## START

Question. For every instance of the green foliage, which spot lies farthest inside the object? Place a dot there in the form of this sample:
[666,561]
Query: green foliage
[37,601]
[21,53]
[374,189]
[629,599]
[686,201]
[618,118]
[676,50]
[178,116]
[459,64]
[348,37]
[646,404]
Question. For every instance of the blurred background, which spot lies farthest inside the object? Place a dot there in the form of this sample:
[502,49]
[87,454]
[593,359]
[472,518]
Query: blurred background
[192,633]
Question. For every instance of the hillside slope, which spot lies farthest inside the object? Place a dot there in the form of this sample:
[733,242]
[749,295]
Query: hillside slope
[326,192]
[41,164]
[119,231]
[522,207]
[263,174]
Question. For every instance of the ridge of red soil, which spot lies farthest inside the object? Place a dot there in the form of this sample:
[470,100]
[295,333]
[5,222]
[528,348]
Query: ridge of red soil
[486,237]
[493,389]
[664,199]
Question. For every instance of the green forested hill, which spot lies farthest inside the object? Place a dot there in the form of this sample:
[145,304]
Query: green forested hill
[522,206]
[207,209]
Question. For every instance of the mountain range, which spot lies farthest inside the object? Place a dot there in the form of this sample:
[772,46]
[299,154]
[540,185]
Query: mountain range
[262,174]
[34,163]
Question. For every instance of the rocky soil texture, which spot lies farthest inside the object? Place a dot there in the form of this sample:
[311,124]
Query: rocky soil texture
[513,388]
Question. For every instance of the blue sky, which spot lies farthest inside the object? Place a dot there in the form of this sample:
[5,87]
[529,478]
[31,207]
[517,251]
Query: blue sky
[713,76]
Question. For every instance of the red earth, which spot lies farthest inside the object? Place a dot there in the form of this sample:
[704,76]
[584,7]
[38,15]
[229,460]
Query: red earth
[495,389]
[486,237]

## END

WORK TO BE COMPLETED. Reproduce every entry above word for word, with nothing changed.

RESULT.
Question. For every instance of the green foliage, which spot lies farthest inside the object? Place a dot there in the form of this sample:
[666,561]
Query: green foliage
[37,601]
[21,53]
[374,189]
[629,599]
[686,201]
[618,118]
[676,50]
[178,116]
[459,64]
[348,37]
[646,404]
Question. For every instance of the blurred background, which spot lies farthest inside the object? Place a dot there in the form of this sample:
[502,49]
[87,454]
[593,359]
[472,518]
Query: blurred background
[192,633]
Question. For every instance of the hillside slope, which spot lies farthest inside the object? Place a dot there in the form of this sample:
[733,242]
[749,295]
Query: hillside slope
[326,192]
[41,164]
[119,231]
[522,207]
[263,174]
Question. For every instance of the ridge of red soil, which spot lies farthest inside the object? Place a dot there in the form of this sample:
[470,100]
[295,333]
[5,222]
[528,348]
Query: ridge of red soil
[486,237]
[493,389]
[664,199]
Question. For every instance of the green forested hill, which spot lies farthest inside the object? Place a dot there in the form of this sample:
[145,304]
Query: green forested hill
[522,206]
[207,209]
Question. For every instance of the mountain range, which spot lies farthest inside the object? Place a dot there in the form of this sample:
[772,46]
[299,154]
[540,185]
Query: mountain range
[262,174]
[34,163]
Question. For every instance of the rocky soil texture, which spot lies farthest inside the object? Place a dot there in the form of this sample:
[311,124]
Query: rocky soil texture
[513,388]
Question. For every instance of the blue sky, which spot lies farthest inside the object? Place a dot there in the form of this sample:
[5,87]
[529,478]
[31,207]
[517,251]
Query: blue sky
[713,76]
Question. For every instance of the red earth, which spot lies farthest inside the object? Place a dot there in the form of this sample:
[704,76]
[584,7]
[38,15]
[229,460]
Query: red earth
[495,389]
[486,237]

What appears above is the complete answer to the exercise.